Start Input records

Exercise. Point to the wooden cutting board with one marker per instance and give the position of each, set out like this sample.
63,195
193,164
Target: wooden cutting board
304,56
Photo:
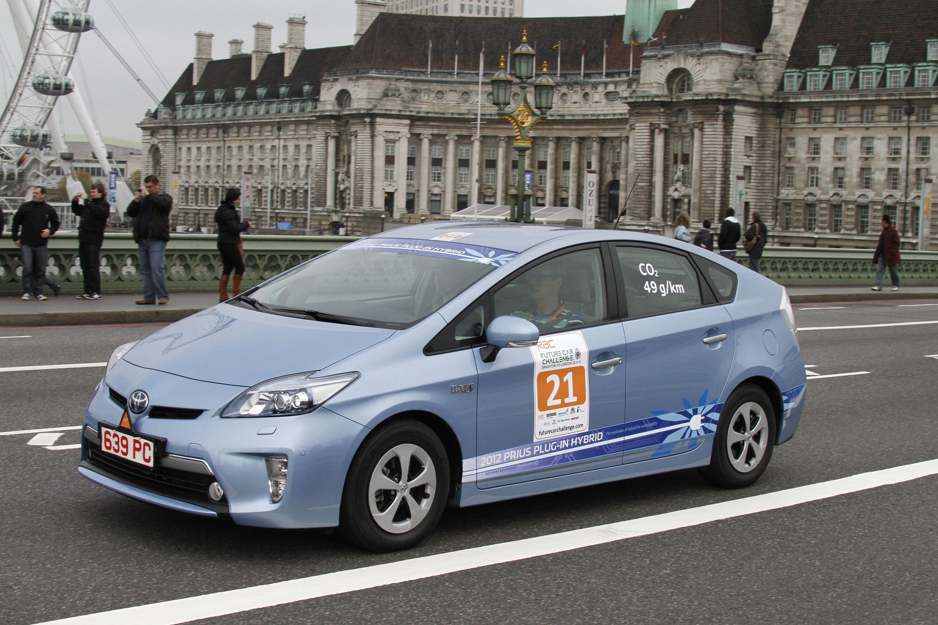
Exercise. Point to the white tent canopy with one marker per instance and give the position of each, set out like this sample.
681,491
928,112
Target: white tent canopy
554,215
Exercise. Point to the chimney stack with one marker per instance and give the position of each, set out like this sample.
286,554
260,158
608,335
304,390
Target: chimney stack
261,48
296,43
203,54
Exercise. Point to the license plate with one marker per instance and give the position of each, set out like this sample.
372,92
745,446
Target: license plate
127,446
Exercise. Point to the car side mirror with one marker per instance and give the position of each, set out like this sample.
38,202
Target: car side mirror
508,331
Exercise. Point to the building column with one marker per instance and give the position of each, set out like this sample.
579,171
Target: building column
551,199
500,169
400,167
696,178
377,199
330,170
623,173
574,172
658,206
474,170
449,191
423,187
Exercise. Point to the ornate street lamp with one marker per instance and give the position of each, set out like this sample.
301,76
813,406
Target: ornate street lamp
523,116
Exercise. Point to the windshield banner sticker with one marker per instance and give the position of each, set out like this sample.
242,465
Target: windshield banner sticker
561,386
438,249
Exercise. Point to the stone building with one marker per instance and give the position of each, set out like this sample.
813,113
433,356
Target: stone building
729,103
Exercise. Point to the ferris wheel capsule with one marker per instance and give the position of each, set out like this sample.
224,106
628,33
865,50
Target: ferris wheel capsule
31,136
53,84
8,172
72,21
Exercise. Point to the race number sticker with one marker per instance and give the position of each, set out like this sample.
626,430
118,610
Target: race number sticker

End Input records
Start Input records

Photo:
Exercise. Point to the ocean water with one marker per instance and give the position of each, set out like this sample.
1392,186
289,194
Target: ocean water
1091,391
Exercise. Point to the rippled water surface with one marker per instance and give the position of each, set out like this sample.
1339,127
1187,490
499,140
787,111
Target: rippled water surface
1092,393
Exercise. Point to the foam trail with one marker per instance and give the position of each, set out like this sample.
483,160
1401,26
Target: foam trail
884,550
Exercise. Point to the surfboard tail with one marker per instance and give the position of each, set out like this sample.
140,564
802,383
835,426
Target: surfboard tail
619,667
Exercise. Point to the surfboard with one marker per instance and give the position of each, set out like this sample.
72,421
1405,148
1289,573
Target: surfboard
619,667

End Input records
Start Input records

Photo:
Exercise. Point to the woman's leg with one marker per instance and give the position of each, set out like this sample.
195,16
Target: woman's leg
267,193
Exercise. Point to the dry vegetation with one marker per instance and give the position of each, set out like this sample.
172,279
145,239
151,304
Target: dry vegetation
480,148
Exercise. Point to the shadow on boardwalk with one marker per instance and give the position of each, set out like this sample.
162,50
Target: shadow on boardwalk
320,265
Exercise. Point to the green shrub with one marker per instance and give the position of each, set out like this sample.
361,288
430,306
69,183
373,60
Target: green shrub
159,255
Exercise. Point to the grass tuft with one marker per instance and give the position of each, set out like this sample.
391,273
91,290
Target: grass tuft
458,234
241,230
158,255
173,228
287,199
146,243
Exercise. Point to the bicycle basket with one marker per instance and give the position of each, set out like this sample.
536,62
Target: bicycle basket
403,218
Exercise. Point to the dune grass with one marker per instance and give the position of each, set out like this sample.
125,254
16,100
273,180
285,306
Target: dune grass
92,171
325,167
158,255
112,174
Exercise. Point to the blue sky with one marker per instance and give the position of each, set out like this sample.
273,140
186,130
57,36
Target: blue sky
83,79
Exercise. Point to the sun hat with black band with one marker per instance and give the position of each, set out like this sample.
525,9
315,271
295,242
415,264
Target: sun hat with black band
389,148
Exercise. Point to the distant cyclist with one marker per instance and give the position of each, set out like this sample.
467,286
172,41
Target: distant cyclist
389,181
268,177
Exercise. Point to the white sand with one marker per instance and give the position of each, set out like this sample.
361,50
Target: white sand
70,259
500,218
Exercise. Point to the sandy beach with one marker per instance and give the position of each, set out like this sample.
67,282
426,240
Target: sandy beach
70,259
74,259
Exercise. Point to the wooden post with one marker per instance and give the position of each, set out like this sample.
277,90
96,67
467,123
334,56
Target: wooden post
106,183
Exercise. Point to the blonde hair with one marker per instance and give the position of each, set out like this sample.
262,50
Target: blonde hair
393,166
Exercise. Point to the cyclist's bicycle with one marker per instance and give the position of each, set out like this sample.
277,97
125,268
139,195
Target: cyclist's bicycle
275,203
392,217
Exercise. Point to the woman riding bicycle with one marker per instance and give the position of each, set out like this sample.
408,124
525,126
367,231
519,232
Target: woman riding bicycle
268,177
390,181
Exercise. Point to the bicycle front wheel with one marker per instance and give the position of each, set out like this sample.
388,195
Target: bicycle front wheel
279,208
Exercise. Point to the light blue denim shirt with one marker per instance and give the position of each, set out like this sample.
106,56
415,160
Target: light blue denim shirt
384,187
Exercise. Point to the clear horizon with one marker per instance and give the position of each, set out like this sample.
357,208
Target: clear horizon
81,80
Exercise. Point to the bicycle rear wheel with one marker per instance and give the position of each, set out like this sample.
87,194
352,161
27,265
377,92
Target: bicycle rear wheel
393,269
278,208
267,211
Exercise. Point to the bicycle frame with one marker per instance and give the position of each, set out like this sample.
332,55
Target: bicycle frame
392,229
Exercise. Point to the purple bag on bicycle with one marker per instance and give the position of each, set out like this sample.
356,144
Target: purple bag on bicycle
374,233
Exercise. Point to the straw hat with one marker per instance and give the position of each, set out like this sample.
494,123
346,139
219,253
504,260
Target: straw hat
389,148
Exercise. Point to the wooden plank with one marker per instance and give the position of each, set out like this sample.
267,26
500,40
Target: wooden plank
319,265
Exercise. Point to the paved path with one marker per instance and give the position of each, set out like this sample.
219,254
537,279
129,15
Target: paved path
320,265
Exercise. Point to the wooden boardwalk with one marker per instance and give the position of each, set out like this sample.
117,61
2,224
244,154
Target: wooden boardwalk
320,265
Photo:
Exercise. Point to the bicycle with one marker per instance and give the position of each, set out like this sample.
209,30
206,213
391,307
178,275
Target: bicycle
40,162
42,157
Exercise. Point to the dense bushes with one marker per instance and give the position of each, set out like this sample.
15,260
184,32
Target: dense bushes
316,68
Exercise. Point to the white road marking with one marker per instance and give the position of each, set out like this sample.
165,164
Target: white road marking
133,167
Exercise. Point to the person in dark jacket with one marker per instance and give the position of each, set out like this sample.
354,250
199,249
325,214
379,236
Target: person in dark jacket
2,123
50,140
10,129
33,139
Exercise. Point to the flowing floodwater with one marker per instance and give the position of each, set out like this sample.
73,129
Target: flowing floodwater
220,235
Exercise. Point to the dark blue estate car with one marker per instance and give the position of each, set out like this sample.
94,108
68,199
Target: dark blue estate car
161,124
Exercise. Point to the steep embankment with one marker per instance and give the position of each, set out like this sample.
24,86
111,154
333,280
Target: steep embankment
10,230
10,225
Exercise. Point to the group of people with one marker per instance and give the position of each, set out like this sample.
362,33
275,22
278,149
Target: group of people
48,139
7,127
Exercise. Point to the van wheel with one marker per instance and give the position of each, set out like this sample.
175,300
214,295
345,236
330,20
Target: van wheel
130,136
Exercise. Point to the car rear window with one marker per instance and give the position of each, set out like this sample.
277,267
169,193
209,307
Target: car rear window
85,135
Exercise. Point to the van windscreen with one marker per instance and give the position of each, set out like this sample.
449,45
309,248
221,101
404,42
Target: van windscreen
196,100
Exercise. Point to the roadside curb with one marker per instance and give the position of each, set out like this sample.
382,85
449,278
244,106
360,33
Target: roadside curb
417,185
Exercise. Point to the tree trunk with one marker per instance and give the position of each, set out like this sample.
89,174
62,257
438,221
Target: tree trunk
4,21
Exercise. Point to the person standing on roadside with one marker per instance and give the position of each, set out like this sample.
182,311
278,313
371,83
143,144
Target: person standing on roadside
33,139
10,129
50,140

End Input records

▶ [Set problem]:
Count the lines in the records above that contain the string "trunk", matching case exactly. Reply with the number only.

▶ [Solution]:
2